* **WHAT YOU NEED TO DO**
Rewrite the items from the very start through the line holding "[256,113,271,125]", that line included, changing "inaccurate" to "wrong" and leaving all else as it is.

/---

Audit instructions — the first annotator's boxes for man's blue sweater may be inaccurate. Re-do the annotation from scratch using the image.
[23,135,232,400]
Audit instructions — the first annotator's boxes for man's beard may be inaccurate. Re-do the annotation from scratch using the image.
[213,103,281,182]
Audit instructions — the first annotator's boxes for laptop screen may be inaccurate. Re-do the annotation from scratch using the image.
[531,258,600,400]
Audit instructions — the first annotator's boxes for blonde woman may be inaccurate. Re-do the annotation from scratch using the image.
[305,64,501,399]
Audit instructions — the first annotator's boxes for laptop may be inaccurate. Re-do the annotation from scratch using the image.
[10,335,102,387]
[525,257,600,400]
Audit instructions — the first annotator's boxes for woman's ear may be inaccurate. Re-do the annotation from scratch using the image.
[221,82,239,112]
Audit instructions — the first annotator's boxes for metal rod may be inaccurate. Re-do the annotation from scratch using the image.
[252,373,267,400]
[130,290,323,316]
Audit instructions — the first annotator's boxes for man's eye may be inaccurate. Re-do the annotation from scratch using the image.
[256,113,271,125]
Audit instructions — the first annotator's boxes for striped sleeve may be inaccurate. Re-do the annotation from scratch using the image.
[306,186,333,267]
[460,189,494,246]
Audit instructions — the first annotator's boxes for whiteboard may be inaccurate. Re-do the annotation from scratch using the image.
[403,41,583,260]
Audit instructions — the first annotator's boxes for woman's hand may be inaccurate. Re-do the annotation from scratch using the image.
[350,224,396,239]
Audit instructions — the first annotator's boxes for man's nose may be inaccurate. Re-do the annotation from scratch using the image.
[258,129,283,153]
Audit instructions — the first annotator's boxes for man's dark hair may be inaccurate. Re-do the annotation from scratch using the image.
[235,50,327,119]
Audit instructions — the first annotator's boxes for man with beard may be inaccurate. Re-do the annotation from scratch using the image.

\---

* **RESPONSE TO THE TASK**
Audit instructions — the first annotator's boxes for man's blue sweater may be wrong. Re-do the annotation from scratch using the image.
[23,135,232,400]
Audit instructions — the first annotator's boxes for man's beard may be wrong. Re-do the annotation from scratch using the image.
[213,103,281,182]
Audit instructions — the first annotator's boxes for laptop screen may be wrong. Re-do the annotation from scratch using the image.
[531,258,600,400]
Audit instructions — the first annotator's boxes for blonde woman may be wrong. Re-do the annotation from scratch using the image.
[305,64,501,399]
Audit instructions — the first annotator's boxes for laptop may be wrong. Re-do the annotation from scratch using the image.
[10,335,102,387]
[525,257,600,400]
Audit instructions — the first annotator's boxes for woman's ear may be wrong. Re-do the annotation from scratch using the image.
[221,82,239,112]
Audit instructions — the first annotator's boxes for metal rod may be wrong. Re-do the annotation from scratch using the image.
[252,373,267,400]
[130,290,323,316]
Audit instructions — the first annotator's boxes for man's eye may be wrong. Re-do the annotation from scratch using the image.
[256,113,271,125]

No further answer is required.